━━━ EXERCISE INPUTS
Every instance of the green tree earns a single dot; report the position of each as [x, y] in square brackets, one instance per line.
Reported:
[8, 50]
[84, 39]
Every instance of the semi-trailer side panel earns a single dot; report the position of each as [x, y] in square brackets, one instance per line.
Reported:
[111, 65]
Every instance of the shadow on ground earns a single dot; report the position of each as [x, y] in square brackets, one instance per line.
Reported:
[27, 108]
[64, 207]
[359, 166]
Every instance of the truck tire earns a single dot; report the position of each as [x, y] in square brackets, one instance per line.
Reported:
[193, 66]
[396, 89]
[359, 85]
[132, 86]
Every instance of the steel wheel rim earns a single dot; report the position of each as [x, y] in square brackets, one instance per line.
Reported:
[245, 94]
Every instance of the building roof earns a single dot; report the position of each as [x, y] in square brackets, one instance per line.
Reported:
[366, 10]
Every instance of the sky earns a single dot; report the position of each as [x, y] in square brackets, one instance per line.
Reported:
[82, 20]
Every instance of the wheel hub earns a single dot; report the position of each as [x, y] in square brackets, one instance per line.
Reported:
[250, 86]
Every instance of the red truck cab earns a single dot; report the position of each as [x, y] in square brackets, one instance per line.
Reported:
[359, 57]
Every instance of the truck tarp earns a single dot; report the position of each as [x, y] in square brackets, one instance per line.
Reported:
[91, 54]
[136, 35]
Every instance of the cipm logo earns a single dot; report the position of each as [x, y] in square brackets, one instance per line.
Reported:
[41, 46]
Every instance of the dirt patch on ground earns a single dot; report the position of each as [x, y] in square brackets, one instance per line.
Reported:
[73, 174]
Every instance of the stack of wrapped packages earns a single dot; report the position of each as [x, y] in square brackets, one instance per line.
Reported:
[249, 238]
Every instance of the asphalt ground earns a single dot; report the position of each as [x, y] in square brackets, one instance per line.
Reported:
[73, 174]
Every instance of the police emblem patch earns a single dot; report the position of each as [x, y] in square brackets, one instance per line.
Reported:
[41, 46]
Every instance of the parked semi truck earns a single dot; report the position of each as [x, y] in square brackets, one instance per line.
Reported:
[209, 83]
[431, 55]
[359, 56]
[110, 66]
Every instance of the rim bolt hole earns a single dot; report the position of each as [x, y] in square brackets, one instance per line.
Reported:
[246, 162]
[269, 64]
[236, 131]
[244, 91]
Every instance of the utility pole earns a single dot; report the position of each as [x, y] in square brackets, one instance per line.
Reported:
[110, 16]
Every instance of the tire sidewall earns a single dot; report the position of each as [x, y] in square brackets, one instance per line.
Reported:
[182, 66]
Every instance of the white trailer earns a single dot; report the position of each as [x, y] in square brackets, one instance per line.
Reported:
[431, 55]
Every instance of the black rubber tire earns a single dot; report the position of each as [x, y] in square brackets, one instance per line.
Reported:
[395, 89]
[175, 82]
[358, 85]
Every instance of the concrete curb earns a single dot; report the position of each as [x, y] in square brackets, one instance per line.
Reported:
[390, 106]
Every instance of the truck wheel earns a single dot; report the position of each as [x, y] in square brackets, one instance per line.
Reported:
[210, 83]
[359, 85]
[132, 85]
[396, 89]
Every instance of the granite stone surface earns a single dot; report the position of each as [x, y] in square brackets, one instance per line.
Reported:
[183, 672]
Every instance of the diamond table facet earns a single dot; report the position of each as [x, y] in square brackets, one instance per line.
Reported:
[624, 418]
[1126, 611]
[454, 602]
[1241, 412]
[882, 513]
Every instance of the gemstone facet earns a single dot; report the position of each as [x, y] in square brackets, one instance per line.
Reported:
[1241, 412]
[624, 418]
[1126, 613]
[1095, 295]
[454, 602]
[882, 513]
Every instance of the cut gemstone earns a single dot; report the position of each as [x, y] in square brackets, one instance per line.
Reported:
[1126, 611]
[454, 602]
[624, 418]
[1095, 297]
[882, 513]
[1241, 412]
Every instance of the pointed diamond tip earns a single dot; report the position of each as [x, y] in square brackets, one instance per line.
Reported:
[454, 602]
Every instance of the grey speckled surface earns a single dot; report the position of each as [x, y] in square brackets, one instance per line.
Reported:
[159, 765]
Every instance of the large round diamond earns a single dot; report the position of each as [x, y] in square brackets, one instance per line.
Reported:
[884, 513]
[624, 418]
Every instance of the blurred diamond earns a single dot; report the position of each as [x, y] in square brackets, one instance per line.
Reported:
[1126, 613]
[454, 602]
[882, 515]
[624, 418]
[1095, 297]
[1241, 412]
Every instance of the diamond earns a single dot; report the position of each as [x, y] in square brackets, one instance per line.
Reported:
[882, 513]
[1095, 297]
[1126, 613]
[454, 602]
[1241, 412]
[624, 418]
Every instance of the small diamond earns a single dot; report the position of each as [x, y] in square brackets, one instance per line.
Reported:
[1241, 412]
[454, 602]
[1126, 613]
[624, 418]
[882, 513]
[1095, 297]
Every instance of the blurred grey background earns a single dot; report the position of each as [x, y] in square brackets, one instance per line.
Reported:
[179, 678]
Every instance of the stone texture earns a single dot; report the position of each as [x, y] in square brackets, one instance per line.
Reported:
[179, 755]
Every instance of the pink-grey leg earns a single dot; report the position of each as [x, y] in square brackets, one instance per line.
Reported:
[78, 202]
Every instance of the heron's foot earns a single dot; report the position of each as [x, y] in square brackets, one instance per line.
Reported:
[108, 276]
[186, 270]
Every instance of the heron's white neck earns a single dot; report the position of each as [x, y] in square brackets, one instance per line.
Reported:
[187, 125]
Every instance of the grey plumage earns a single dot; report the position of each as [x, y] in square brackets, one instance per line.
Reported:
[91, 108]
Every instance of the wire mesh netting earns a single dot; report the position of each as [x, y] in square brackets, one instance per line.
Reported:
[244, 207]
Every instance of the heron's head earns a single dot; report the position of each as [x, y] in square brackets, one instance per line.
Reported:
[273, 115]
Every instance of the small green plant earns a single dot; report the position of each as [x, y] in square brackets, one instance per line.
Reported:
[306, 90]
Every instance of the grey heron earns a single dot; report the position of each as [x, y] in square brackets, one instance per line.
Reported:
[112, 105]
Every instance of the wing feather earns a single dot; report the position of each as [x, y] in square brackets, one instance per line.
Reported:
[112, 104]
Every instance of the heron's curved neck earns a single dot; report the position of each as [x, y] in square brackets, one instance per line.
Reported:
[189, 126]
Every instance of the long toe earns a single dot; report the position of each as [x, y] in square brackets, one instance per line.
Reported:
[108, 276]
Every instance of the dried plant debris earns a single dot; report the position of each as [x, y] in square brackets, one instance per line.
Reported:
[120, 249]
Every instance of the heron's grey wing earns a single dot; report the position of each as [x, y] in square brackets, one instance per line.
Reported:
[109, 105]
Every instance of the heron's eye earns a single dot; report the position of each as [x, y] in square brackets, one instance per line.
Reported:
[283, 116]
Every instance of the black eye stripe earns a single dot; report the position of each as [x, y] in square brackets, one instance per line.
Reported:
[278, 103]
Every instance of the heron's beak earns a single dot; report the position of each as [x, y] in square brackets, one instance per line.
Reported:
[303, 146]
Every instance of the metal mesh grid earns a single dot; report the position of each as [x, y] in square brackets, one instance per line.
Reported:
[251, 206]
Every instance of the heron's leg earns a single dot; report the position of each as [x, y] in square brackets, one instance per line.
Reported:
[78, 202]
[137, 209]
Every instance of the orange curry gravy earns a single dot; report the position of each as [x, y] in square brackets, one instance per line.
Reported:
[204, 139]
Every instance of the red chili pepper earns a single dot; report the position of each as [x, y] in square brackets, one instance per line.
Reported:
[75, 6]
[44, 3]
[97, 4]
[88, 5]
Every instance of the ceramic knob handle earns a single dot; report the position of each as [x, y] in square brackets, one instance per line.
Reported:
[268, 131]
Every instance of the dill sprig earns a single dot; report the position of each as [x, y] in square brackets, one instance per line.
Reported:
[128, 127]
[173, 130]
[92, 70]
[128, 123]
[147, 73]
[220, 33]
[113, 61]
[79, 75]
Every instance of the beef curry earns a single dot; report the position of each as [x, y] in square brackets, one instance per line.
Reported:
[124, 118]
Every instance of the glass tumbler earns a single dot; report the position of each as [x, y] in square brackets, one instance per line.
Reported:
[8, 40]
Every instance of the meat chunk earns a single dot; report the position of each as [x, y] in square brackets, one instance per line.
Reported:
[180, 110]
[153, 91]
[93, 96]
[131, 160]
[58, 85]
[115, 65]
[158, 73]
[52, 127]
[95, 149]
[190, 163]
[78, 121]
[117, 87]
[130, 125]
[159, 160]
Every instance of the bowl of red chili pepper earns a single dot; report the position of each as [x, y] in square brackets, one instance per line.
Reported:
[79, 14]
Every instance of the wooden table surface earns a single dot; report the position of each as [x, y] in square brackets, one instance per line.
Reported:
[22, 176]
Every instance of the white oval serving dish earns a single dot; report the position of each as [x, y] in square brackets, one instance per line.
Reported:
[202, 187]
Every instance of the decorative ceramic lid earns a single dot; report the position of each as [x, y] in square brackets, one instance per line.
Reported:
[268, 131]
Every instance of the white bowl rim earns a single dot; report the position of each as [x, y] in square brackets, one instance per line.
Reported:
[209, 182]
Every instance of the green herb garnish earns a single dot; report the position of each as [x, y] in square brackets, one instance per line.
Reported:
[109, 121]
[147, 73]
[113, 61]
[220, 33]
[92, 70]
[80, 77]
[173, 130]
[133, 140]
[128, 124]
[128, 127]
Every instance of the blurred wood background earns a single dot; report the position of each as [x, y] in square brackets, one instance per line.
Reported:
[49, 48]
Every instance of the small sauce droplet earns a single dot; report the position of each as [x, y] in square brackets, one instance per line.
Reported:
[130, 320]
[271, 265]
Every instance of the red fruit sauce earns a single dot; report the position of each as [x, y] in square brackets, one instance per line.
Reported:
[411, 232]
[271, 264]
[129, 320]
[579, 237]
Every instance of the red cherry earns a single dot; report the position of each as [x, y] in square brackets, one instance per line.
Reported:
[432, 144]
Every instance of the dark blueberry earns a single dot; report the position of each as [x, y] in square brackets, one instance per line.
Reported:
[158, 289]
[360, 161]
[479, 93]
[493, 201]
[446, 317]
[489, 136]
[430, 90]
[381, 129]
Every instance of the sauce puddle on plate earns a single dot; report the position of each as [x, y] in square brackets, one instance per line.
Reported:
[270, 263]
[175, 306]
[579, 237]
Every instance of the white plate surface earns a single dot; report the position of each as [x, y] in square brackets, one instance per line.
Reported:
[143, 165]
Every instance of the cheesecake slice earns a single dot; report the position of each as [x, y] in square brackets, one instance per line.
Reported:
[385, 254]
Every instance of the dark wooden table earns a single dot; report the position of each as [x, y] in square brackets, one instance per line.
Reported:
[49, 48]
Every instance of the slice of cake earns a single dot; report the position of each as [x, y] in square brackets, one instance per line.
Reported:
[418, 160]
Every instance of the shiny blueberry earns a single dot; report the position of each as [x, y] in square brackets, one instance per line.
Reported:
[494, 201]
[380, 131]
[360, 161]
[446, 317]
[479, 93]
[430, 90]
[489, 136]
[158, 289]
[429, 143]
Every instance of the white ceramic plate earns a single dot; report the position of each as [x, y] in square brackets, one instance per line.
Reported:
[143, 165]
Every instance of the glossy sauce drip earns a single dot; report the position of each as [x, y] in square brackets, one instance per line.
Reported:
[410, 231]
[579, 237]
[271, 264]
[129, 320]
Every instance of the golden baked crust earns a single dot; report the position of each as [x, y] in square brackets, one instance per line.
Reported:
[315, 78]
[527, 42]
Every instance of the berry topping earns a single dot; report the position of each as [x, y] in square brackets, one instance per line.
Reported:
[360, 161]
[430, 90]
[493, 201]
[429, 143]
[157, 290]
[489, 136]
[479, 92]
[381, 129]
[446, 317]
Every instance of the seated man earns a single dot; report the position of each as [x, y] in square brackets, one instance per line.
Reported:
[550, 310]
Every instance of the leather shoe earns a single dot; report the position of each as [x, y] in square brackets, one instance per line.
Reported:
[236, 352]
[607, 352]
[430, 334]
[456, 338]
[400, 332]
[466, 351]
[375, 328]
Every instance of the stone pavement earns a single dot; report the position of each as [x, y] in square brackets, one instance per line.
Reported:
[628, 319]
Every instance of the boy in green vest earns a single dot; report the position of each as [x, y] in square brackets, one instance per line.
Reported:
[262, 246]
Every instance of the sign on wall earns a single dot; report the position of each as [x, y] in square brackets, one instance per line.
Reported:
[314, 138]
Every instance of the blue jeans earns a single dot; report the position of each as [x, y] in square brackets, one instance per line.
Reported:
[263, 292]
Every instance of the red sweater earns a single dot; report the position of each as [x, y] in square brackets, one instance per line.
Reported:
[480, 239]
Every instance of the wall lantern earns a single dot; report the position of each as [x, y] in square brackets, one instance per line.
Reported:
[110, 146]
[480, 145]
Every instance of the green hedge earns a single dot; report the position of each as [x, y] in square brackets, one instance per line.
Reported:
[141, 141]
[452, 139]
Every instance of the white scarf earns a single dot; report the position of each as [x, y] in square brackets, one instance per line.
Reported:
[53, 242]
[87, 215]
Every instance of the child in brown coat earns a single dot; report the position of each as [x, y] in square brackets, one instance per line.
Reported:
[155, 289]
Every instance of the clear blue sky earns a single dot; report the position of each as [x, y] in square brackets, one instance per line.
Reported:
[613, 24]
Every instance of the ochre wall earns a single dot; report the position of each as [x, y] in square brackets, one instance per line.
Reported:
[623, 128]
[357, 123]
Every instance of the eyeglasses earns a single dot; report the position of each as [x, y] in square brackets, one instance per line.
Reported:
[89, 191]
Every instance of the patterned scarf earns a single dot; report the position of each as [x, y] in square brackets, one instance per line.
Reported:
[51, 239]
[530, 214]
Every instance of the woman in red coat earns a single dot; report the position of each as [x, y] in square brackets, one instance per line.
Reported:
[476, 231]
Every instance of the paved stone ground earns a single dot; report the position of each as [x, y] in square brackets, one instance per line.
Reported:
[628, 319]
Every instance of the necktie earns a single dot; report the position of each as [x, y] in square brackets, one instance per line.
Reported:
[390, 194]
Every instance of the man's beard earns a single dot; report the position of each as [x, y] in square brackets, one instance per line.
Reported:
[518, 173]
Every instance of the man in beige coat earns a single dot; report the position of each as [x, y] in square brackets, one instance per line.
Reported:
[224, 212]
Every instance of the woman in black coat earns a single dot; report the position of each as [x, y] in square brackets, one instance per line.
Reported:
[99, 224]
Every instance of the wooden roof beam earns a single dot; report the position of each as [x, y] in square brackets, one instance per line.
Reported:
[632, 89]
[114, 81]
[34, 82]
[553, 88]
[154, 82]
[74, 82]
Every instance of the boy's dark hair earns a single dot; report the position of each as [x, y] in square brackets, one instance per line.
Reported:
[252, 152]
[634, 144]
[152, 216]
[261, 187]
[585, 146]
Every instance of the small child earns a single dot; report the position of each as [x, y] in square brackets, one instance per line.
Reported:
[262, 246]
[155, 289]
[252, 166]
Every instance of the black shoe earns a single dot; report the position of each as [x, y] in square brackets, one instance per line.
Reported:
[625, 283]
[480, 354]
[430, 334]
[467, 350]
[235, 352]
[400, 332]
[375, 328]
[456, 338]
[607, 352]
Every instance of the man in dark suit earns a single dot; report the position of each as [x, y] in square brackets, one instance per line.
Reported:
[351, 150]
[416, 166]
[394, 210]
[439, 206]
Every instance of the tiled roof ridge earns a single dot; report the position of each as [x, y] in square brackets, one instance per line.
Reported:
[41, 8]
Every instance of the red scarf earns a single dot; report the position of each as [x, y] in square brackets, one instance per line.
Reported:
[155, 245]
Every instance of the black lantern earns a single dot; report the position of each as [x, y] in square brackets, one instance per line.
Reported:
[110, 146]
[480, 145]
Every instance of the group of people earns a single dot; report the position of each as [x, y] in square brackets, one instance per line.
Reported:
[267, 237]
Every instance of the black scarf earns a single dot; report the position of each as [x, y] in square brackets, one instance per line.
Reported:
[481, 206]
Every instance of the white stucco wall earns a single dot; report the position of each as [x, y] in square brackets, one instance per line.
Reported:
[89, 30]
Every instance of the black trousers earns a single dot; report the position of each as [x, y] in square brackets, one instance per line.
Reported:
━━━━━━
● **GIVEN PROBLEM**
Turn the data, starting at the line containing "Every instance of the black scarf" and ending at the last line of the data, into a JSON list of strings with one string per line and blank lines omitted.

● **SOLUTION FOR THIS EXERCISE**
[
  "Every instance of the black scarf earns a single dot; report the position of each as [x, y] in square brackets, one instance per line.",
  "Reported:",
  "[481, 206]",
  "Every instance of the white stucco wall earns a single dot; report the position of each as [x, y] in square brackets, one instance per line.",
  "Reported:",
  "[89, 30]",
  "Every instance of the black trousers earns a single dot; report the position of each as [x, y] in square brackets, one instance per line.",
  "Reported:"
]